### TASK BRIEF
Extract the stretch of the records from the line containing "tree branch --format" through the line containing "Provide the outline of every instance of the bare tree branch", and copy those lines out unchanged.

Lines of data
=-=-=-=-=

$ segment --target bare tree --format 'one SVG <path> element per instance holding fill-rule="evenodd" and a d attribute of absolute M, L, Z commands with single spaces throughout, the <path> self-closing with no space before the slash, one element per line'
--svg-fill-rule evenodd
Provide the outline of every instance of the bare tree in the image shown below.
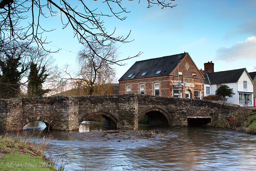
<path fill-rule="evenodd" d="M 93 48 L 92 49 L 92 48 Z M 69 77 L 62 78 L 62 84 L 71 85 L 71 87 L 79 91 L 75 95 L 92 95 L 109 94 L 112 83 L 116 81 L 115 70 L 112 65 L 106 62 L 115 60 L 118 53 L 113 43 L 109 46 L 102 46 L 97 42 L 85 45 L 79 52 L 77 58 L 80 68 L 72 78 L 72 74 L 65 72 Z M 100 56 L 100 58 L 96 53 Z M 80 90 L 82 90 L 82 92 Z M 112 93 L 114 93 L 113 91 Z"/>
<path fill-rule="evenodd" d="M 162 8 L 172 8 L 176 5 L 172 5 L 170 2 L 174 0 L 147 0 L 147 8 L 158 5 Z M 96 7 L 92 8 L 89 6 L 89 4 L 95 3 L 96 1 L 2 0 L 0 2 L 0 48 L 4 48 L 10 42 L 17 43 L 24 41 L 29 44 L 35 42 L 38 48 L 50 51 L 44 47 L 45 44 L 49 43 L 44 33 L 54 29 L 46 29 L 46 27 L 44 24 L 47 24 L 42 21 L 49 17 L 56 16 L 58 13 L 60 14 L 63 28 L 71 26 L 74 30 L 74 36 L 77 37 L 79 42 L 83 44 L 86 44 L 90 46 L 91 43 L 96 41 L 102 46 L 110 46 L 110 42 L 130 42 L 128 38 L 130 31 L 126 36 L 114 36 L 114 30 L 112 32 L 108 33 L 101 18 L 114 16 L 121 20 L 124 20 L 126 17 L 122 16 L 122 14 L 130 12 L 123 6 L 122 0 L 104 0 L 102 3 L 105 6 L 104 8 L 108 9 L 108 12 L 102 12 Z M 140 2 L 138 0 L 138 3 Z M 94 53 L 98 57 L 102 57 L 96 52 Z M 110 64 L 121 65 L 120 62 L 121 61 L 138 56 L 140 54 L 139 52 L 135 56 L 126 59 L 107 60 L 106 62 Z"/>

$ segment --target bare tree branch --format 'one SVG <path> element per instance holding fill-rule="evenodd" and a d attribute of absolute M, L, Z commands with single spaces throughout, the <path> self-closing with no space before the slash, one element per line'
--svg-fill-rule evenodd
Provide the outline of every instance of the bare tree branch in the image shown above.
<path fill-rule="evenodd" d="M 174 0 L 146 0 L 148 8 L 154 5 L 159 6 L 162 8 L 176 6 L 170 2 Z M 74 37 L 76 37 L 79 42 L 83 44 L 87 44 L 90 46 L 91 43 L 96 41 L 102 46 L 108 46 L 113 43 L 125 43 L 132 41 L 128 40 L 130 31 L 124 36 L 114 36 L 115 28 L 112 32 L 108 33 L 103 24 L 104 21 L 101 18 L 114 16 L 121 20 L 125 20 L 127 17 L 123 16 L 123 14 L 130 11 L 123 6 L 123 0 L 104 0 L 102 2 L 102 5 L 105 5 L 105 8 L 109 10 L 109 12 L 105 11 L 102 12 L 96 8 L 90 7 L 89 4 L 100 3 L 97 1 L 2 0 L 0 2 L 0 49 L 5 48 L 6 44 L 10 42 L 17 43 L 24 41 L 29 44 L 36 43 L 39 49 L 52 52 L 50 49 L 45 48 L 45 44 L 50 42 L 46 40 L 45 33 L 55 29 L 46 29 L 47 24 L 42 20 L 49 17 L 55 16 L 58 13 L 60 14 L 63 28 L 70 26 L 73 30 Z M 139 0 L 138 3 L 140 2 Z M 103 59 L 102 56 L 95 54 Z M 121 62 L 140 54 L 139 52 L 134 57 L 107 62 L 110 64 L 122 65 L 120 64 Z"/>

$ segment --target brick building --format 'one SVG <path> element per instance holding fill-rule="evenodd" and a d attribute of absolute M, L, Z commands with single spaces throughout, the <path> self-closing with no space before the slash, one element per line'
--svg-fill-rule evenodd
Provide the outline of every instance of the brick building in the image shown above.
<path fill-rule="evenodd" d="M 204 79 L 184 52 L 136 62 L 119 79 L 119 94 L 202 99 Z"/>

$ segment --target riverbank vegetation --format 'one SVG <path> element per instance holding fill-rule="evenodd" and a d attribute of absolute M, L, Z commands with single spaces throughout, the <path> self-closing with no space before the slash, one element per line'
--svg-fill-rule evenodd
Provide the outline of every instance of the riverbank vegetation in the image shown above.
<path fill-rule="evenodd" d="M 214 121 L 208 126 L 256 134 L 256 112 L 246 107 L 241 107 L 226 119 Z"/>
<path fill-rule="evenodd" d="M 51 154 L 47 157 L 52 139 L 44 136 L 28 137 L 26 133 L 0 136 L 0 170 L 56 171 Z M 59 167 L 59 171 L 64 170 Z"/>

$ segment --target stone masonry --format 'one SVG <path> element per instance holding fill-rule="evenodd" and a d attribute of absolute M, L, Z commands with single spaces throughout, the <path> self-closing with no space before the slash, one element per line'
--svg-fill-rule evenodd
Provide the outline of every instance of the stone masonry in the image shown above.
<path fill-rule="evenodd" d="M 35 121 L 56 130 L 78 129 L 86 117 L 102 115 L 106 126 L 135 129 L 145 114 L 152 124 L 186 126 L 188 118 L 226 118 L 240 107 L 221 102 L 138 94 L 0 99 L 0 130 L 22 129 Z"/>

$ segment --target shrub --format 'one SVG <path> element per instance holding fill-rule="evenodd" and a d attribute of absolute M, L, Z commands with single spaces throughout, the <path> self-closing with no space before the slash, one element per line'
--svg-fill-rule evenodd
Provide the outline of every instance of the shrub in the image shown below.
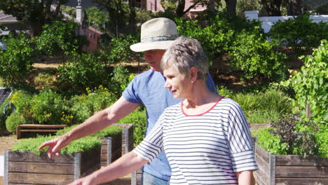
<path fill-rule="evenodd" d="M 231 95 L 252 123 L 278 121 L 280 116 L 291 114 L 290 98 L 282 92 L 268 90 L 264 92 L 236 93 Z"/>
<path fill-rule="evenodd" d="M 24 82 L 34 61 L 31 40 L 20 34 L 17 39 L 11 35 L 4 41 L 6 50 L 0 50 L 0 77 L 7 83 Z"/>
<path fill-rule="evenodd" d="M 279 20 L 271 27 L 269 35 L 287 46 L 309 50 L 328 38 L 328 23 L 313 22 L 309 14 L 300 15 L 285 22 Z"/>
<path fill-rule="evenodd" d="M 105 64 L 91 54 L 75 56 L 67 64 L 58 67 L 57 85 L 63 93 L 82 94 L 87 88 L 109 84 L 109 78 Z"/>
<path fill-rule="evenodd" d="M 138 145 L 144 139 L 147 123 L 145 109 L 142 111 L 136 109 L 125 118 L 120 119 L 117 123 L 133 124 L 135 146 Z"/>
<path fill-rule="evenodd" d="M 62 118 L 74 123 L 81 123 L 95 112 L 109 107 L 116 100 L 116 96 L 102 85 L 90 90 L 87 88 L 88 95 L 76 95 L 69 101 L 71 115 Z M 69 117 L 71 116 L 71 117 Z"/>
<path fill-rule="evenodd" d="M 40 73 L 34 78 L 34 84 L 38 90 L 54 89 L 55 83 L 55 78 L 50 74 Z"/>
<path fill-rule="evenodd" d="M 319 128 L 310 119 L 301 120 L 296 115 L 282 116 L 272 128 L 259 131 L 258 143 L 268 152 L 276 155 L 327 156 L 323 142 L 317 142 Z M 327 146 L 327 142 L 326 142 Z"/>
<path fill-rule="evenodd" d="M 62 135 L 64 134 L 67 133 L 70 130 L 71 130 L 73 128 L 76 128 L 78 125 L 71 125 L 70 127 L 67 127 L 65 128 L 63 128 L 58 132 L 57 132 L 56 135 Z M 118 125 L 111 125 L 108 126 L 106 128 L 95 133 L 93 135 L 90 135 L 90 136 L 92 137 L 111 137 L 113 135 L 121 135 L 122 133 L 122 127 L 118 126 Z"/>
<path fill-rule="evenodd" d="M 36 138 L 20 139 L 13 146 L 13 151 L 32 151 L 36 155 L 46 151 L 46 147 L 39 150 L 40 146 L 46 141 L 54 139 L 54 136 L 38 136 Z M 76 152 L 90 151 L 100 147 L 102 141 L 94 137 L 85 137 L 71 142 L 69 145 L 60 149 L 61 153 L 73 153 Z"/>
<path fill-rule="evenodd" d="M 292 87 L 295 92 L 295 100 L 292 102 L 294 111 L 306 117 L 306 106 L 309 104 L 311 116 L 316 122 L 328 121 L 328 52 L 327 41 L 324 40 L 312 55 L 306 57 L 304 66 L 299 71 L 285 82 L 283 85 Z"/>
<path fill-rule="evenodd" d="M 128 60 L 132 55 L 130 46 L 137 43 L 137 38 L 130 34 L 125 37 L 113 38 L 109 42 L 109 48 L 100 52 L 102 57 L 109 64 Z"/>
<path fill-rule="evenodd" d="M 8 131 L 15 134 L 16 133 L 17 126 L 25 123 L 25 119 L 20 114 L 15 112 L 11 114 L 6 120 L 6 128 Z"/>
<path fill-rule="evenodd" d="M 32 100 L 32 117 L 40 124 L 62 124 L 60 118 L 64 108 L 61 95 L 49 89 L 42 90 Z"/>
<path fill-rule="evenodd" d="M 267 41 L 260 33 L 242 32 L 230 48 L 229 60 L 232 69 L 242 71 L 246 81 L 280 81 L 286 78 L 286 56 L 275 51 L 274 43 Z"/>

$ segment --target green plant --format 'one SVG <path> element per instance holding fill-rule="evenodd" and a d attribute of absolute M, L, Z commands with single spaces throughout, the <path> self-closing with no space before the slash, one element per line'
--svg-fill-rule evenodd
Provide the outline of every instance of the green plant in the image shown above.
<path fill-rule="evenodd" d="M 48 73 L 40 73 L 34 78 L 36 89 L 43 90 L 46 88 L 55 88 L 55 78 Z"/>
<path fill-rule="evenodd" d="M 135 146 L 138 145 L 144 138 L 147 118 L 146 110 L 136 109 L 129 115 L 118 121 L 118 123 L 132 123 L 134 127 L 133 137 L 135 138 Z"/>
<path fill-rule="evenodd" d="M 282 85 L 291 87 L 295 92 L 292 102 L 294 111 L 306 117 L 306 104 L 310 105 L 311 116 L 317 122 L 328 121 L 328 49 L 327 41 L 323 40 L 312 55 L 306 57 L 304 66 Z"/>
<path fill-rule="evenodd" d="M 57 85 L 62 93 L 78 95 L 86 92 L 87 88 L 93 89 L 109 84 L 110 76 L 105 66 L 98 57 L 92 54 L 74 56 L 66 64 L 58 67 Z"/>
<path fill-rule="evenodd" d="M 54 139 L 54 136 L 41 136 L 39 135 L 36 138 L 20 139 L 11 148 L 13 151 L 32 151 L 36 155 L 40 155 L 41 152 L 46 151 L 46 147 L 42 150 L 39 150 L 40 146 L 44 142 Z M 100 147 L 102 141 L 95 137 L 85 137 L 81 139 L 73 141 L 66 147 L 60 150 L 61 153 L 73 153 L 76 152 L 90 151 L 94 149 Z"/>
<path fill-rule="evenodd" d="M 34 52 L 29 39 L 23 34 L 4 39 L 6 50 L 0 50 L 0 77 L 6 83 L 24 82 L 33 69 Z"/>
<path fill-rule="evenodd" d="M 66 115 L 62 119 L 81 123 L 95 112 L 109 107 L 116 99 L 112 92 L 102 85 L 92 90 L 88 88 L 86 90 L 87 95 L 76 95 L 69 101 L 71 115 Z"/>
<path fill-rule="evenodd" d="M 71 130 L 73 128 L 76 128 L 78 125 L 71 125 L 70 127 L 67 127 L 65 128 L 63 128 L 58 132 L 57 132 L 56 135 L 62 135 L 64 134 L 67 133 L 70 130 Z M 92 137 L 111 137 L 113 135 L 121 135 L 122 133 L 122 127 L 118 126 L 118 125 L 111 125 L 108 126 L 106 128 L 95 133 L 93 135 L 90 135 L 90 136 Z"/>
<path fill-rule="evenodd" d="M 271 27 L 269 35 L 296 50 L 310 50 L 317 47 L 320 40 L 328 38 L 328 23 L 312 21 L 309 14 L 300 15 L 284 22 L 279 20 Z"/>
<path fill-rule="evenodd" d="M 275 90 L 264 92 L 235 93 L 231 98 L 240 105 L 247 121 L 251 123 L 278 121 L 280 116 L 292 113 L 290 97 Z"/>
<path fill-rule="evenodd" d="M 43 55 L 53 56 L 80 53 L 87 39 L 76 34 L 77 28 L 77 23 L 64 21 L 54 21 L 44 25 L 41 34 L 34 38 L 36 50 Z"/>
<path fill-rule="evenodd" d="M 31 112 L 40 124 L 61 124 L 65 102 L 60 95 L 50 89 L 42 90 L 32 100 Z"/>
<path fill-rule="evenodd" d="M 6 120 L 6 128 L 11 133 L 16 133 L 16 127 L 25 123 L 25 119 L 20 114 L 14 112 Z"/>
<path fill-rule="evenodd" d="M 261 33 L 245 31 L 238 34 L 228 52 L 232 69 L 242 71 L 241 78 L 248 81 L 285 80 L 286 56 L 273 50 L 275 45 Z"/>

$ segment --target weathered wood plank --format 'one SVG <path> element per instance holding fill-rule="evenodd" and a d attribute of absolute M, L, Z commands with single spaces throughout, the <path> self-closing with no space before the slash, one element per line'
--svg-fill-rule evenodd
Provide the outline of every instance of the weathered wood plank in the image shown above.
<path fill-rule="evenodd" d="M 73 164 L 11 162 L 9 172 L 74 174 Z"/>
<path fill-rule="evenodd" d="M 41 153 L 40 156 L 35 155 L 31 151 L 8 151 L 9 161 L 16 162 L 36 162 L 36 163 L 74 163 L 74 156 L 60 154 L 59 157 L 53 156 L 49 159 L 46 153 Z"/>
<path fill-rule="evenodd" d="M 328 178 L 328 168 L 324 167 L 276 166 L 276 178 Z"/>
<path fill-rule="evenodd" d="M 328 167 L 328 158 L 318 156 L 304 158 L 296 155 L 278 155 L 275 163 L 276 165 Z"/>
<path fill-rule="evenodd" d="M 326 185 L 328 178 L 277 178 L 277 185 Z"/>
<path fill-rule="evenodd" d="M 9 183 L 61 185 L 74 181 L 74 176 L 67 174 L 9 173 Z"/>

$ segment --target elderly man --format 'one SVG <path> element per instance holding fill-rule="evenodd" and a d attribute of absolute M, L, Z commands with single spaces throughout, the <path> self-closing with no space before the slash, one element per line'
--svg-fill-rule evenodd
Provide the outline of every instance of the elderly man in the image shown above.
<path fill-rule="evenodd" d="M 146 61 L 150 69 L 136 76 L 122 97 L 111 107 L 100 111 L 68 133 L 46 142 L 41 146 L 48 148 L 48 154 L 59 155 L 59 150 L 71 141 L 97 132 L 143 104 L 146 109 L 147 128 L 146 135 L 154 126 L 160 114 L 167 107 L 182 100 L 174 99 L 172 94 L 165 88 L 165 78 L 160 69 L 160 60 L 165 50 L 179 36 L 175 23 L 167 18 L 151 19 L 142 25 L 141 42 L 130 46 L 136 52 L 145 51 Z M 206 84 L 216 92 L 211 76 L 207 74 Z M 142 184 L 168 184 L 171 169 L 165 154 L 162 152 L 151 163 L 144 167 Z"/>

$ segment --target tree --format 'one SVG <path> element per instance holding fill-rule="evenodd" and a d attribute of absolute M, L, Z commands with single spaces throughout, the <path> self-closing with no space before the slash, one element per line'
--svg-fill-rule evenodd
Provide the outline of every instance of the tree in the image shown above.
<path fill-rule="evenodd" d="M 205 0 L 193 0 L 193 4 L 188 7 L 186 10 L 186 1 L 185 0 L 161 0 L 160 5 L 165 11 L 172 11 L 178 18 L 182 17 L 188 13 L 191 8 L 194 8 L 198 4 L 207 4 L 208 1 Z"/>
<path fill-rule="evenodd" d="M 60 6 L 68 0 L 1 0 L 0 9 L 5 13 L 15 16 L 26 24 L 32 36 L 38 36 L 42 27 L 54 20 L 60 18 Z M 51 4 L 57 4 L 55 10 Z"/>
<path fill-rule="evenodd" d="M 282 0 L 261 0 L 261 3 L 268 16 L 281 16 Z"/>
<path fill-rule="evenodd" d="M 122 0 L 92 0 L 109 14 L 109 29 L 112 33 L 122 32 L 126 22 L 128 6 Z"/>

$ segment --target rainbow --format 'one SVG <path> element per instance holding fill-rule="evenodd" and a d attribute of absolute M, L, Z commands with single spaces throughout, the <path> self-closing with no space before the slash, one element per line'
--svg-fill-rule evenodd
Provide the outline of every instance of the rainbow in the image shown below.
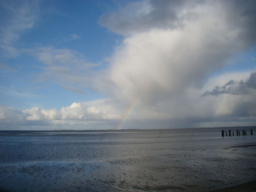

=-=-=-=-=

### REPLY
$ segment --target bare tree branch --format 'one SVG <path> element per instance holding fill-rule="evenodd" and a d attribute of absolute M, L, Z commands with single spaces throughout, the <path> self-closing with no space before the slash, one element per line'
--svg-fill-rule evenodd
Provide the outline of every instance of the bare tree branch in the image shown above.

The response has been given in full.